Quote every entry word for word.

- Excerpts of pointing data:
· · ·

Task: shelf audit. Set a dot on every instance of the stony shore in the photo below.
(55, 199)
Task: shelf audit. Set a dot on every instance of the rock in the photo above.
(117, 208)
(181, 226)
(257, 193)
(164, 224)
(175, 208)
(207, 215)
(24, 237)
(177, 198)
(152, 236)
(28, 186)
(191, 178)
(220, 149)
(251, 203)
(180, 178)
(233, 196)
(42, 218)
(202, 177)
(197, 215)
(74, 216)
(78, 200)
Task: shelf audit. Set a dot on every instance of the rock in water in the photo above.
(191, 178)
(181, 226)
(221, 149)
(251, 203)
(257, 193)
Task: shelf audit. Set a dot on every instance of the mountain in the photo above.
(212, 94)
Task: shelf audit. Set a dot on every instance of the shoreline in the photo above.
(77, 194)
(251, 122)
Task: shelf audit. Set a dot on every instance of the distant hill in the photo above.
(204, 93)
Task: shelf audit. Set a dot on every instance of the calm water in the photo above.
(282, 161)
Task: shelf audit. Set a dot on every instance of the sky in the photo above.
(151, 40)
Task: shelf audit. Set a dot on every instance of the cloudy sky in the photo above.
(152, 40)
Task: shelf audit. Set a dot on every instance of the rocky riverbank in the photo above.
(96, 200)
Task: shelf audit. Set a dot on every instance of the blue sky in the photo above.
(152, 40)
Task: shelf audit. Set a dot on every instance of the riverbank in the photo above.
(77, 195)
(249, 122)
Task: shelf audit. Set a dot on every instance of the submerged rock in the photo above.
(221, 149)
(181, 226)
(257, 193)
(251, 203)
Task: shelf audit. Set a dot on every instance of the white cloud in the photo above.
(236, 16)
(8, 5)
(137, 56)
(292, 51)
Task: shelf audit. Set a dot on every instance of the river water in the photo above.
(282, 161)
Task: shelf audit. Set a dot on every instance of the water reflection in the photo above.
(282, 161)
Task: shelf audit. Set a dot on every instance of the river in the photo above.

· · ·

- The completed task:
Task: shelf audit. Set a dot on every instance of the stony shore in the photo below.
(55, 199)
Task: shelf audit. Set a dot on every instance of the rock in the photo above.
(117, 208)
(181, 226)
(257, 193)
(164, 224)
(175, 208)
(207, 215)
(24, 237)
(177, 198)
(152, 236)
(28, 186)
(191, 178)
(220, 149)
(251, 203)
(180, 178)
(233, 196)
(42, 218)
(202, 177)
(197, 215)
(74, 216)
(78, 200)
Task: shelf audit. Set a dot on every instance of the rock in water in the photo above.
(191, 178)
(181, 226)
(221, 149)
(251, 203)
(257, 193)
Task: shelf audit. Set a dot on every instance of the mountain in the photo above.
(212, 94)
Task: shelf audit. Set a dot on every instance of the shoreline in the photo above.
(77, 194)
(251, 122)
Task: shelf audit. Set a dot on every instance of the distant hill in the photo above.
(204, 93)
Task: shelf audit. Set a dot on every instance of the calm water in the photo above.
(282, 161)
Task: shelf audit. Set a dot on every instance of the sky in the photo above.
(151, 40)
Task: shelf audit. Set a dot on every instance of the cloudy sky in the photo above.
(152, 40)
Task: shelf audit. Set a dot on every instance of the rocky riverbank in the photo above.
(96, 200)
Task: shelf audit. Set a dot on every instance of the blue sky in the photo above.
(152, 40)
Task: shelf audit. Set a dot on every instance of the riverbank in the photo above.
(77, 195)
(249, 122)
Task: shelf audit. Set a dot on every instance of the submerged rock in the photo above.
(221, 149)
(181, 226)
(257, 193)
(251, 203)
Task: shelf audit. Set a dot on every instance of the white cloud in the photo above.
(236, 16)
(8, 5)
(137, 56)
(292, 51)
Task: shelf audit. Set a dot on every instance of the river water in the photo above.
(282, 161)
Task: shelf audit. Set a dot on every instance of the water reflection in the photo above.
(282, 161)
Task: shelf audit. Set a dot on every instance of the river in the photo above.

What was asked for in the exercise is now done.